#### [TASK GOAL]
Please restate each entry word for word.
----------
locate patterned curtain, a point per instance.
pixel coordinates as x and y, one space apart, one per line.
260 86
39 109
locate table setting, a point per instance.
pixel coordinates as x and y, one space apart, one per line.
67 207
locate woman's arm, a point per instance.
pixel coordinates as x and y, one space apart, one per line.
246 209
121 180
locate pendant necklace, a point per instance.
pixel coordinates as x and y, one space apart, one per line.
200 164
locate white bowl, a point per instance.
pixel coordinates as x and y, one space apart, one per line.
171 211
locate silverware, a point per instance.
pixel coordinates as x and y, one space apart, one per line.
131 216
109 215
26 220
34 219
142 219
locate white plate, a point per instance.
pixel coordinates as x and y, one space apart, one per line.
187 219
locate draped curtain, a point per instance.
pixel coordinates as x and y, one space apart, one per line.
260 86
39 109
----------
#### [RESULT FOR THIS TASK]
locate patterned curtain, a point per instance.
pixel coordinates as x and y, one space apart, one per line.
260 86
39 109
locate table setting, a point per instance.
pixel coordinates as x and y, one space apart, one per line.
67 207
locate woman's arm, a point per instance.
pixel coordinates as x and y, one space apart, one per line.
246 209
121 180
locate pendant necklace, a point per instance.
pixel coordinates as x and y, one space apart, one per line.
200 164
locate white bowl, a point per instance.
pixel coordinates as x and y, one space apart, one per line.
171 211
locate silverware, a point per instance.
pixel coordinates as x and y, one space apart, one per line.
131 216
109 215
26 220
34 219
142 219
locate white plate, a point per instance.
pixel coordinates as x and y, one space apart, one per line.
187 219
locate draped curtain, a point per instance.
pixel coordinates as x and y, one space apart, one per line.
260 86
39 109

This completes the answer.